ABOUT THIS EXERCISE: The full listing, excluding its pictures, should be printed exactly as it stands.

DATA FOR ANALYSIS:
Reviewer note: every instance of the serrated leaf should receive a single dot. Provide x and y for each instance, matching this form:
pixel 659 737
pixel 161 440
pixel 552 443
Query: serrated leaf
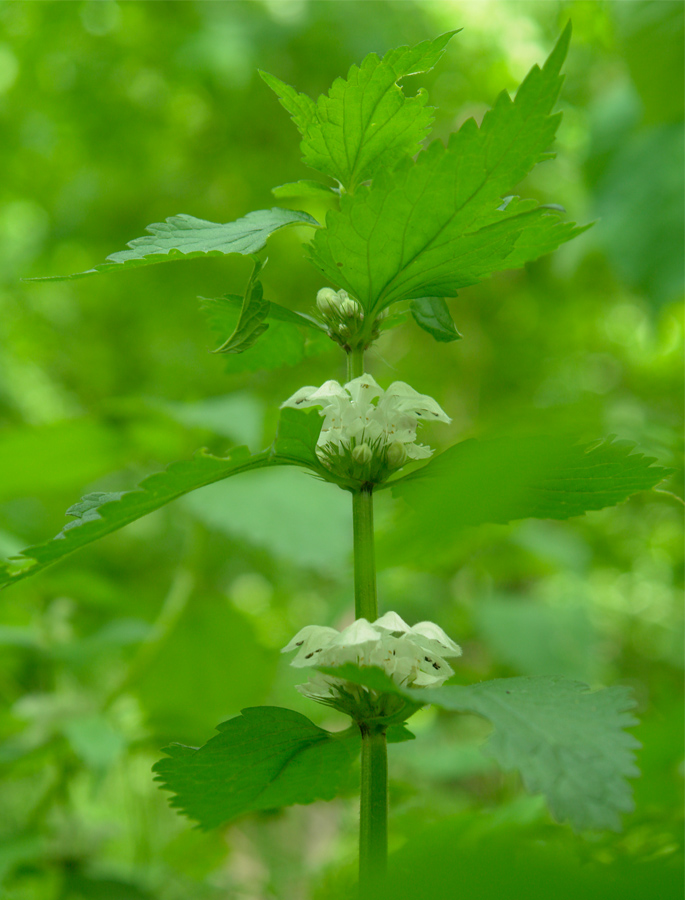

TASK RESULT:
Reviewer note: every instance of the serrated leaf should receive a single dot. Provide x and y for each instance, matching this form:
pixel 659 737
pixel 161 440
pixel 552 443
Query: serrated leaf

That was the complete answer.